## Exercise aim:
Within the entries that follow, show each line where the word "jacket" occurs.
Material provided START
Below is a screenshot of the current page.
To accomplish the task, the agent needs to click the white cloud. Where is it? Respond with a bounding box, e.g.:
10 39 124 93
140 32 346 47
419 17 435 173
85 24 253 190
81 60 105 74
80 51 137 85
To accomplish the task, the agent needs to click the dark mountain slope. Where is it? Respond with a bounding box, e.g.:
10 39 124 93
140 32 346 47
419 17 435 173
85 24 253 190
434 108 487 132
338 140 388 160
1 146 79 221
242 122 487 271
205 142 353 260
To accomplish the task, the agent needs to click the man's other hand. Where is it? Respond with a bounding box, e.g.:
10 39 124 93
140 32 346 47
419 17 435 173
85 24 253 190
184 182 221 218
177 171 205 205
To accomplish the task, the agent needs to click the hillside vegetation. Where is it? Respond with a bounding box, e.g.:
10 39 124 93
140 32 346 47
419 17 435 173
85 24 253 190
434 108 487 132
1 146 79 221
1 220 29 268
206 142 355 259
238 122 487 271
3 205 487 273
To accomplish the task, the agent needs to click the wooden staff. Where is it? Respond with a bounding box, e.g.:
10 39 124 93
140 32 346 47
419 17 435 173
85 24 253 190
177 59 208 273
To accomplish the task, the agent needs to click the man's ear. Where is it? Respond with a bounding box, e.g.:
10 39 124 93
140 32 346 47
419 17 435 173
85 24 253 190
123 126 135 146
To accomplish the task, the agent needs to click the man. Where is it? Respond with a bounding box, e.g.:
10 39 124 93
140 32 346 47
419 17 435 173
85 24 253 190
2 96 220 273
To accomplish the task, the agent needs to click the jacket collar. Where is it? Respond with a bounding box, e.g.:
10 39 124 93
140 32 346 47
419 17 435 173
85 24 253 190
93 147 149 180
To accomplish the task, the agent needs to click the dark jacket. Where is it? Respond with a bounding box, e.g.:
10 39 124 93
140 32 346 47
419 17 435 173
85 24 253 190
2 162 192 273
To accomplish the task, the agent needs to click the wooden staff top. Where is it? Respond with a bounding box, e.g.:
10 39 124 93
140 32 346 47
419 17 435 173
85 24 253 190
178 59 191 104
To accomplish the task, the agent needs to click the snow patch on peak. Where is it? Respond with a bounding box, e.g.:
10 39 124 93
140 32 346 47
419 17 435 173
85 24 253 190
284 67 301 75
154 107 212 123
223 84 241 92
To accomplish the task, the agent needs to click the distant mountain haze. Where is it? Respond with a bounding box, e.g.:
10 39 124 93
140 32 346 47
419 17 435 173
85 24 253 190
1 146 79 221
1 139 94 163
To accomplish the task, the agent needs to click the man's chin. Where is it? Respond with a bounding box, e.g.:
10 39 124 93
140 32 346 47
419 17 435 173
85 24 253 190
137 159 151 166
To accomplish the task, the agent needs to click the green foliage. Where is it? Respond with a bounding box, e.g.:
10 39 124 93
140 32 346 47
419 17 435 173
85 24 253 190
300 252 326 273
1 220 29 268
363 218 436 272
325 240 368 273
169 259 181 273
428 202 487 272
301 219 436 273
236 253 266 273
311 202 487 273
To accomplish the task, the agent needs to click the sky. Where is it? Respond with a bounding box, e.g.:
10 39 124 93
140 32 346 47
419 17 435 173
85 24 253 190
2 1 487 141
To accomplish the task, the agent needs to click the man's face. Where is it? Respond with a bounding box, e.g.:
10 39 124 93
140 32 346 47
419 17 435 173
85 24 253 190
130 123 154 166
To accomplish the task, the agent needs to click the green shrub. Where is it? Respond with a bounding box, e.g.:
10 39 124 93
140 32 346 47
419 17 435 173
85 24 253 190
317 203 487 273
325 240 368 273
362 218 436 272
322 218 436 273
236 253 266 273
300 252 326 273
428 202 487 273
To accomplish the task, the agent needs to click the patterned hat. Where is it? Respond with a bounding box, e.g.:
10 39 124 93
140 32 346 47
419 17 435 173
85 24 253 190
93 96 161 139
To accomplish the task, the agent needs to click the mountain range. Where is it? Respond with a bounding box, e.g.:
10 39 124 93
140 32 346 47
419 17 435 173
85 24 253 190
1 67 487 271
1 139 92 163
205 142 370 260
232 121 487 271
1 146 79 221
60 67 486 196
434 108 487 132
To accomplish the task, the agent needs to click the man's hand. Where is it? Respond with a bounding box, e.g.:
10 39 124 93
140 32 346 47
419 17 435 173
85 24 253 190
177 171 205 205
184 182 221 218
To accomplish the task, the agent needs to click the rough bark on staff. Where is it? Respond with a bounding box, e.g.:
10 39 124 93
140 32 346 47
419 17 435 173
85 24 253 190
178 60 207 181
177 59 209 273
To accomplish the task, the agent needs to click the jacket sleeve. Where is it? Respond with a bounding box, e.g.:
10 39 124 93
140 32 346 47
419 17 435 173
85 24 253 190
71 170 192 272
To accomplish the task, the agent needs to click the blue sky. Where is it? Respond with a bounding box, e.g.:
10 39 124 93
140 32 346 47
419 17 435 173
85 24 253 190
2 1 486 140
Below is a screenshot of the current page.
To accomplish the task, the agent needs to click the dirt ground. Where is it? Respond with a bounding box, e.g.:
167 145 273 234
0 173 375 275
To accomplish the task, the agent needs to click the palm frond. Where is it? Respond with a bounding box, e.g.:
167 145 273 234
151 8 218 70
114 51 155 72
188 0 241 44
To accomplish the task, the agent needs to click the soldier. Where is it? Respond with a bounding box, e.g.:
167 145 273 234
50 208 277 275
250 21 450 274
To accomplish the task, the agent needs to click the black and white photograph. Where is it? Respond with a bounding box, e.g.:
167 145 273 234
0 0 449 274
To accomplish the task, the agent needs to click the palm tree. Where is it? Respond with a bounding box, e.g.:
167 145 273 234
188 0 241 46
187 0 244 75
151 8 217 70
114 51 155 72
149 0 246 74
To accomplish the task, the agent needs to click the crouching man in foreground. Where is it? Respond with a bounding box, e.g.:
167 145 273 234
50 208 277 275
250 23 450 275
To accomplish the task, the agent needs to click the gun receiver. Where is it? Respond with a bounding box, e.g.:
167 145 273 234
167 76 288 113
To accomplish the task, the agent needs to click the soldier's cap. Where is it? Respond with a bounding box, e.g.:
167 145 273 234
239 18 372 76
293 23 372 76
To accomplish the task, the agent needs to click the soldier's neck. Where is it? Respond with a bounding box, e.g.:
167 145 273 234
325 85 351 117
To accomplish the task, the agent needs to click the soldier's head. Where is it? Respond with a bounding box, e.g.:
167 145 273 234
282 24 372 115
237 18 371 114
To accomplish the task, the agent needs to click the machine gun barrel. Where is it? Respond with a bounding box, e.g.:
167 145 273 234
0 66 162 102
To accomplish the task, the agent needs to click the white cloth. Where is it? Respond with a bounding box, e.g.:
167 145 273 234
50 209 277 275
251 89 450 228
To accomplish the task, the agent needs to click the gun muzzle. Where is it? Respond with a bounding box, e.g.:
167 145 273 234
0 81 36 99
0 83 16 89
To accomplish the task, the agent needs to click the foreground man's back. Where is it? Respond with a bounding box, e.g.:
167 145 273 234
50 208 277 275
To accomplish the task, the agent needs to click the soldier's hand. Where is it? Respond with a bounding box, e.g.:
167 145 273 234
Material provided END
## Response to the exercise:
To accomplish the task, the agent needs to click the jacket collar. Where is it? Respond with a bounding box, e.g.:
To accomplish the task, the agent needs to click the dark jacket. Where is it? Respond with a bounding box, e.g.:
To accomplish the task, the agent needs to click the jacket sleeve. Where is it? Respond with a bounding box, e.g.:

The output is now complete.